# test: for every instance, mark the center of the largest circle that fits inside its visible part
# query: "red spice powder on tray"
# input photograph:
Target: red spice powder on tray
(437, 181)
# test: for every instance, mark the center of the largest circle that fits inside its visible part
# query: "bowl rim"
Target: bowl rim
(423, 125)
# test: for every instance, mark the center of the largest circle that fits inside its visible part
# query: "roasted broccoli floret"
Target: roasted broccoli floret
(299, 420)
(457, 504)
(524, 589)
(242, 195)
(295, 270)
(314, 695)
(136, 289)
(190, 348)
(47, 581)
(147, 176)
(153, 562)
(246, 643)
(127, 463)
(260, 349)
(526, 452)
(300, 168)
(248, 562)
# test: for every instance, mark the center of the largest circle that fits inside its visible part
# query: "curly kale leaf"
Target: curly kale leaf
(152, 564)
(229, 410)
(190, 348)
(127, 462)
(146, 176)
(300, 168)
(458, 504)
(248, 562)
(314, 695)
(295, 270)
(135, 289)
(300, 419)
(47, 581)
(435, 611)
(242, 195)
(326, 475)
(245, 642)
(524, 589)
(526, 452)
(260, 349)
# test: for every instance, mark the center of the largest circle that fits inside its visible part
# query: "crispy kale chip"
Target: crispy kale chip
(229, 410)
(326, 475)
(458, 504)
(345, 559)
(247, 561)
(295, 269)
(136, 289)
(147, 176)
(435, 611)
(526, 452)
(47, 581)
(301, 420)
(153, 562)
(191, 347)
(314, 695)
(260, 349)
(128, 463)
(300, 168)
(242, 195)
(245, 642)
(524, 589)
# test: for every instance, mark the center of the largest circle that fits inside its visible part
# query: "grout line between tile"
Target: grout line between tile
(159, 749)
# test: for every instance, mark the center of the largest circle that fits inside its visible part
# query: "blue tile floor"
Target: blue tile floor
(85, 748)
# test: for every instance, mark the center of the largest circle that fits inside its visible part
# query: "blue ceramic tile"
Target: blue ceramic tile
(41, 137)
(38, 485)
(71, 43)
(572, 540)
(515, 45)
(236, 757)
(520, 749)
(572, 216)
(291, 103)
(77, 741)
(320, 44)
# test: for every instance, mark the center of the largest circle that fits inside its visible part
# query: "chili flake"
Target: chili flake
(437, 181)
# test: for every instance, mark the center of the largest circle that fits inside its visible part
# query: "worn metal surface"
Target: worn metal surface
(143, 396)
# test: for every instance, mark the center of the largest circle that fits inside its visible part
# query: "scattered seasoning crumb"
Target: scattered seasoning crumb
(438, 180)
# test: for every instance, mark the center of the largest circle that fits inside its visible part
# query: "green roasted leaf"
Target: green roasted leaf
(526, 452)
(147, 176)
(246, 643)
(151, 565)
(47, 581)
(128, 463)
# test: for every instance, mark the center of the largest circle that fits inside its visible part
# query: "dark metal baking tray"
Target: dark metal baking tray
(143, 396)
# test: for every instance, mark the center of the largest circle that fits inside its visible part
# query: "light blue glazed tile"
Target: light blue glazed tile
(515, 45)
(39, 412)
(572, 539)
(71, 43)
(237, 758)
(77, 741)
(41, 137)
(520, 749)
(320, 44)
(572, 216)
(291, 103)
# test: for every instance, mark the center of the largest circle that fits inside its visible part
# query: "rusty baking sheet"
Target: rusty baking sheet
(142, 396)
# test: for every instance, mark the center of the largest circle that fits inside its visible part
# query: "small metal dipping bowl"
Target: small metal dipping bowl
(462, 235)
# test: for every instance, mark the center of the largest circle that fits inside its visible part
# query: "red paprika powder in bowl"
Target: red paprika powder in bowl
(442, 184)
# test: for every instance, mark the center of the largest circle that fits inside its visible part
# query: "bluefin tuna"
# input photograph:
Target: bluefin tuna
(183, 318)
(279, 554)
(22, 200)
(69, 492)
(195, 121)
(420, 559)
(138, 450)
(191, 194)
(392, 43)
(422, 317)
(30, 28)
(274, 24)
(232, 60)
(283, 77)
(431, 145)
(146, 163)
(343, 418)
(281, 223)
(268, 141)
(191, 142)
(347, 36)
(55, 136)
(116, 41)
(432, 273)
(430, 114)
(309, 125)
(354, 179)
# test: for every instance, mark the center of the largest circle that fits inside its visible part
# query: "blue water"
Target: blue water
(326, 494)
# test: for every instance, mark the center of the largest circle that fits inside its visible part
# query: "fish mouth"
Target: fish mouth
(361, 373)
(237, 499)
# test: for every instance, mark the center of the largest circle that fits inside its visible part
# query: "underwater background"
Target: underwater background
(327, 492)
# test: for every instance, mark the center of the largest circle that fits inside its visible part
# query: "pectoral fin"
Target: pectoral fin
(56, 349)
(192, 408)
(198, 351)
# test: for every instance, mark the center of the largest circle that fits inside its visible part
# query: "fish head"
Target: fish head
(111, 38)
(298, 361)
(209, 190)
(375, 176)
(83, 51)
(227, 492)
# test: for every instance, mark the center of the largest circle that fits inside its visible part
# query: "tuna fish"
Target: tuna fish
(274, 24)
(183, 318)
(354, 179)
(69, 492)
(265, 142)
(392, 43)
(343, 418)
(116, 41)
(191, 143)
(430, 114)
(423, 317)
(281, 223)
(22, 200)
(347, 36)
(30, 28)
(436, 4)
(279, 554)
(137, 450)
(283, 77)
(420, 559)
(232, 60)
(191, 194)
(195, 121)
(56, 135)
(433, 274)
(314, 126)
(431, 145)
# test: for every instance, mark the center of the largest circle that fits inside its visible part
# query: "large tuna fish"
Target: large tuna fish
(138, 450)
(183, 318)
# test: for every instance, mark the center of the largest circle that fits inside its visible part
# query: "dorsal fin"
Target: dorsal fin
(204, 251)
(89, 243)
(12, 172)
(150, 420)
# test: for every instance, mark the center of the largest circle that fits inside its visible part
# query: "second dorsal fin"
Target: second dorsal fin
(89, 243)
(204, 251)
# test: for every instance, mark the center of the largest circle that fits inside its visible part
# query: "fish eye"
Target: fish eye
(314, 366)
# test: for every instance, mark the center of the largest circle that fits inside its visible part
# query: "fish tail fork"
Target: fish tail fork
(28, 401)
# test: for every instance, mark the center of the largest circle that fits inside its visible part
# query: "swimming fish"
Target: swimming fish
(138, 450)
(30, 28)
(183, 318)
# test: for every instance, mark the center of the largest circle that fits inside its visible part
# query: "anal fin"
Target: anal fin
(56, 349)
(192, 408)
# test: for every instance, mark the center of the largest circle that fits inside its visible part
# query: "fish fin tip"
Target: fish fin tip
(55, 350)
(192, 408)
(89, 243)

## Exercise prompt:
Write out the full listing, keeping every line exactly as it is.

## Correct answer:
# test: for every instance, mark the center of the largest circle that fits inside its visible part
# query: "red spice powder on tray"
# input photograph:
Target: red spice powder on tray
(437, 181)
# test: for every instance, mark the center of the largest circle that fits inside its visible part
# query: "bowl rim"
Target: bowl rim
(423, 125)
# test: for every instance, mark the center of the largest circle that fits inside its visible part
# query: "roasted broccoli floret"
Target: roasted broccoli floret
(299, 420)
(457, 504)
(524, 589)
(242, 195)
(295, 270)
(314, 695)
(136, 289)
(190, 348)
(47, 581)
(147, 176)
(153, 562)
(246, 643)
(127, 463)
(260, 349)
(526, 452)
(300, 168)
(248, 562)
# test: for every instance, mark the center of the largest circle that fits inside its visible part
# query: "curly kale leaf"
Target: curly kale leaf
(152, 564)
(229, 410)
(190, 348)
(127, 462)
(146, 176)
(300, 168)
(458, 504)
(248, 562)
(314, 695)
(295, 270)
(135, 289)
(300, 419)
(47, 581)
(435, 611)
(242, 195)
(326, 475)
(245, 642)
(524, 589)
(526, 452)
(260, 349)
# test: for every instance, mark the center of the largest circle that fits inside its visible part
# query: "crispy kale chip"
Target: crispy kale chip
(229, 410)
(326, 475)
(458, 504)
(345, 559)
(247, 561)
(295, 269)
(136, 289)
(147, 176)
(435, 611)
(526, 452)
(47, 581)
(301, 420)
(153, 562)
(191, 347)
(314, 695)
(260, 349)
(128, 463)
(300, 168)
(242, 195)
(245, 642)
(524, 589)
# test: for every instance, mark the center of the largest circle that fits inside its visible part
# query: "grout line between tile"
Target: grout line between tile
(159, 749)
# test: for every instance, mark the center of the largest circle that fits inside its visible part
# query: "blue tile floor"
Target: blue tile floor
(85, 748)
# test: for every instance, mark the center of the largest circle that fits inside its visible part
# query: "blue ceramic tile"
Target: blue ceramic tile
(41, 137)
(38, 485)
(71, 43)
(572, 540)
(515, 45)
(236, 757)
(520, 749)
(572, 216)
(291, 103)
(77, 741)
(320, 44)
# test: for every instance, mark the center of the largest circle that fits inside its visible part
# query: "chili flake"
Target: chili flake
(437, 181)
# test: for every instance, mark the center of the largest circle that fits inside its visible part
# query: "worn metal surface"
Target: worn metal surface
(143, 396)
# test: for every instance, mark the center of the largest circle that fits inside its visible part
# query: "scattered seasoning crumb"
Target: scattered seasoning crumb
(438, 180)
# test: for every instance, mark the center of the largest circle that fits inside its visible part
# query: "green roasted leaf"
Target: green roasted leaf
(526, 452)
(147, 176)
(246, 643)
(151, 565)
(47, 581)
(128, 463)
# test: for every instance, mark the center of the largest circle that fits inside its visible part
# query: "dark metal baking tray"
Target: dark metal baking tray
(143, 396)
# test: for every instance, mark the center of the largest circle that fits inside its visible part
# query: "light blue glazed tile"
Target: light blue glazed tile
(515, 45)
(39, 412)
(572, 539)
(71, 43)
(237, 758)
(77, 741)
(41, 137)
(520, 749)
(320, 44)
(572, 216)
(291, 103)
# test: for every instance, mark the center of the largest circle that fits inside its visible part
# query: "rusty baking sheet"
Target: rusty baking sheet
(142, 396)
# test: for every instance, mark the center of the largest circle that fits inside its visible part
# query: "small metal dipping bowl"
Target: small metal dipping bowl
(462, 235)
# test: for every instance, mark the center of the largest circle that fits inside its visible part
# query: "red paprika powder in bowl"
Target: red paprika powder in bowl
(442, 184)
# test: for every instance, mark the center of the largest circle that fits inside its visible part
# query: "bluefin tuna"
# input photograph:
Target: bluefin tuna
(183, 318)
(279, 554)
(22, 200)
(69, 492)
(195, 121)
(420, 559)
(138, 450)
(191, 194)
(392, 43)
(422, 317)
(30, 28)
(274, 24)
(232, 60)
(283, 77)
(431, 145)
(146, 163)
(343, 418)
(281, 223)
(268, 141)
(191, 142)
(347, 36)
(55, 136)
(116, 41)
(432, 273)
(430, 114)
(309, 125)
(354, 179)
# test: for every instance, mark the center of the largest circle that fits inside its visible part
# query: "blue water"
Target: blue water
(326, 494)
# test: for every instance, mark the center of the largest circle that fits inside its visible part
# query: "fish mouth"
Target: fish mouth
(361, 373)
(237, 499)
# test: for every instance, mark the center of the largest circle that fits inside its visible part
# query: "underwater background"
Target: underwater background
(327, 492)
# test: for every instance, mark the center of the largest circle that fits inside its visible part
# query: "pectoral fin"
Target: pectoral fin
(56, 349)
(192, 408)
(198, 351)
# test: for every instance, mark the center of the largest circle that fits inside its visible part
# query: "fish head"
Target: fish head
(111, 38)
(298, 361)
(209, 190)
(375, 176)
(83, 51)
(227, 492)
# test: for every instance, mark the center of the largest circle that fits inside its visible part
# query: "tuna fish"
Target: tuna fish
(274, 24)
(183, 318)
(354, 179)
(69, 492)
(265, 142)
(392, 43)
(343, 418)
(116, 41)
(191, 143)
(430, 114)
(423, 317)
(281, 223)
(22, 200)
(347, 36)
(30, 28)
(436, 4)
(279, 554)
(137, 450)
(283, 77)
(420, 559)
(232, 60)
(191, 194)
(195, 121)
(56, 135)
(433, 274)
(314, 126)
(431, 145)
# test: for every instance, mark the center of the largest circle that fits inside its visible part
# query: "large tuna fish"
Target: large tuna fish
(138, 450)
(183, 318)
# test: for every instance, mark the center of the largest circle that fits inside its visible part
# query: "dorsal fin"
Target: dorsal fin
(204, 251)
(89, 243)
(12, 172)
(150, 420)
# test: for every instance, mark the center of the largest circle that fits inside its visible part
# query: "second dorsal fin"
Target: second dorsal fin
(89, 243)
(204, 251)
# test: for every instance, mark the center of the largest circle that fits inside its visible part
# query: "fish eye"
Target: fish eye
(314, 366)
# test: for every instance, mark the center of the largest circle that fits inside its visible part
# query: "fish tail fork"
Target: fish tail fork
(28, 401)
# test: for every instance, mark the center of the largest circle that fits inside its visible part
# query: "swimming fish"
Target: swimming fish
(138, 450)
(30, 28)
(183, 318)
# test: for every instance, mark the center of the largest circle that fits inside its visible part
# query: "anal fin"
Target: anal fin
(56, 349)
(192, 408)
# test: for every instance, mark the center of the largest circle that fits inside its visible part
# query: "fish fin tip"
Target: fish fin tip
(55, 350)
(192, 408)
(89, 243)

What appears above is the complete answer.